Work item => Retype only what runs from the line with "task: draw the outline of each instance of the nose" through the end of the entries, exactly and in full, but omit any picture you find.

(Material to process Opens)

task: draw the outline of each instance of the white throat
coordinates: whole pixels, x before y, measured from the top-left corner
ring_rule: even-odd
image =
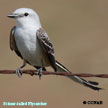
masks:
[[[19,21],[20,20],[20,21]],[[41,24],[39,20],[32,20],[32,19],[16,19],[16,26],[20,28],[41,28]]]

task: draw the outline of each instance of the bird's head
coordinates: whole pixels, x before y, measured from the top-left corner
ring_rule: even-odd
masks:
[[[19,8],[8,17],[14,18],[17,26],[41,26],[38,14],[30,8]]]

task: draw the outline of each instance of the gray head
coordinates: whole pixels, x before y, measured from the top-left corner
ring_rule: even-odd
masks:
[[[14,18],[17,26],[41,26],[38,14],[30,8],[19,8],[12,14],[8,15],[9,18]]]

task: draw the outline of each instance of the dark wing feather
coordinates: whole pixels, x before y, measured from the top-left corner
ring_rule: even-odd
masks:
[[[15,29],[16,27],[14,26],[12,29],[11,29],[11,32],[10,32],[10,49],[13,51],[15,51],[15,53],[23,59],[21,53],[18,51],[18,48],[16,46],[16,42],[15,42],[15,37],[14,37],[14,33],[15,33]]]
[[[42,28],[40,28],[37,31],[36,35],[37,35],[37,38],[38,38],[43,50],[45,51],[45,53],[48,56],[51,66],[53,67],[53,69],[55,71],[57,71],[56,64],[55,64],[56,61],[55,61],[55,56],[54,56],[54,48],[53,48],[53,45],[52,45],[47,33]]]

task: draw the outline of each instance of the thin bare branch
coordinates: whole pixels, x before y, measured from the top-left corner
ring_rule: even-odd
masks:
[[[38,75],[36,70],[23,70],[23,74],[29,74],[31,76]],[[0,74],[15,74],[15,70],[0,70]],[[44,71],[43,75],[61,75],[61,76],[80,76],[80,77],[99,77],[108,78],[108,74],[88,74],[88,73],[65,73],[65,72],[49,72]]]

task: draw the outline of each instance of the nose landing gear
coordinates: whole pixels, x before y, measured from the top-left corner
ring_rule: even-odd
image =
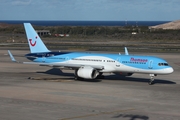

(Material to process Closes)

Output =>
task: draw the outline of each instance of the nose landing gear
coordinates: whole pixels, x before y, measured from the top-left corner
ring_rule: even-odd
image =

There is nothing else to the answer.